:: JOB ::
Rewrite each line of the data below as a string in a single JSON list, one string per line, skipping blank lines. Leave the pictures out.

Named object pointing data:

- - - -

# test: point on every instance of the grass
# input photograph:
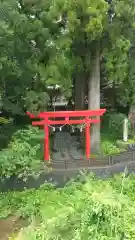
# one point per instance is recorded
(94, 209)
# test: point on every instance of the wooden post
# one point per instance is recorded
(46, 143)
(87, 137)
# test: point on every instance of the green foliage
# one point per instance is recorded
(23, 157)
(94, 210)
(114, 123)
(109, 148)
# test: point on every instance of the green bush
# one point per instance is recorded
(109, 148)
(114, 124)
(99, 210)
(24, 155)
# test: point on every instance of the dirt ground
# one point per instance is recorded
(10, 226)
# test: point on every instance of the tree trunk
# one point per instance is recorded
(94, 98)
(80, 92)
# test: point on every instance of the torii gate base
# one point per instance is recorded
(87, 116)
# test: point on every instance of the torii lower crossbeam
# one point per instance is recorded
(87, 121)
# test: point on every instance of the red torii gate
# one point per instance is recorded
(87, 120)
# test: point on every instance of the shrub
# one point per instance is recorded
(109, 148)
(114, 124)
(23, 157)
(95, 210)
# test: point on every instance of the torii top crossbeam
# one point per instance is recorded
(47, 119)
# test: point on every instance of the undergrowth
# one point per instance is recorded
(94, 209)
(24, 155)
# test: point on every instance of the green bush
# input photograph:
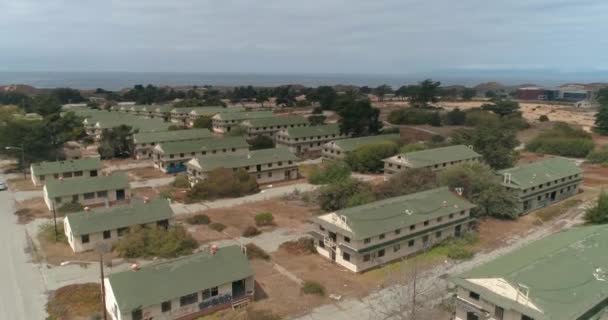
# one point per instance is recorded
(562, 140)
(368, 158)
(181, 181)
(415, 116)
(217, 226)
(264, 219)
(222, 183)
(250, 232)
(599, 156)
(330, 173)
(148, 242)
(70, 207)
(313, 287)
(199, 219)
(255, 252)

- - - -

:: CORRECT RESULT ::
[
  "# test: point on every instance of the grass",
  "# input photograph:",
  "# one point per instance is recorded",
  "(94, 209)",
  "# test: point on every instance of the wooden post",
  "# one point per instance is recorded",
  "(46, 143)",
  "(87, 137)",
  "# test: point on every instance of the green foliage",
  "# one point per instance is recorded",
  "(23, 157)",
  "(94, 210)",
  "(114, 123)",
  "(109, 148)",
  "# test: point on every instance of the green bush",
  "# one point per instance is recorded",
  "(109, 148)",
  "(114, 124)",
  "(99, 210)",
  "(24, 155)",
  "# test: point on every instance of the dirt ground",
  "# one point per instance is recorded",
  "(10, 226)",
  "# test: point on every instance of the tree trunk",
  "# one point per instance is recorded",
  "(94, 98)",
  "(80, 92)",
  "# test: point on every instance of the torii gate base",
  "# one point per instance is recorded",
  "(87, 116)",
  "# test: point on every instance of the torii lower crossbeam",
  "# one point per instance is recorded",
  "(87, 121)",
  "# test: point on every instance of the red torii gate",
  "# one point per instance is recorded",
  "(87, 120)",
  "# test: point on every instance of the shrub",
  "# one point per instance is recorded",
  "(109, 148)",
  "(114, 124)",
  "(23, 157)",
  "(95, 210)",
  "# test: point on every instance of the torii top crossbeam",
  "# one point per instance is recorded",
  "(47, 119)",
  "# test: point on every instance of the undergrowth",
  "# one point per instance is recorded",
  "(94, 209)",
  "(24, 155)",
  "# test: point on every instance of the green bush",
  "# input photograph:",
  "# one point per instance is recorded",
  "(562, 140)",
  "(368, 158)",
  "(181, 181)",
  "(415, 116)",
  "(217, 226)",
  "(264, 219)",
  "(222, 183)",
  "(250, 232)",
  "(599, 156)",
  "(330, 173)",
  "(148, 242)",
  "(70, 207)",
  "(313, 287)",
  "(199, 219)",
  "(255, 252)"
]